Assignment: In full and without error, repeat the entries below.

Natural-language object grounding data
::::::
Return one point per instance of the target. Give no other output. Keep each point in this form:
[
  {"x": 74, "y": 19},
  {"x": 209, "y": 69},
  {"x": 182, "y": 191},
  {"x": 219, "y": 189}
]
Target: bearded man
::::::
Finished exercise:
Return one point per instance of the target. Give no other output. Keep each point in this form:
[
  {"x": 74, "y": 19},
  {"x": 209, "y": 69},
  {"x": 182, "y": 191},
  {"x": 219, "y": 189}
]
Target: bearded man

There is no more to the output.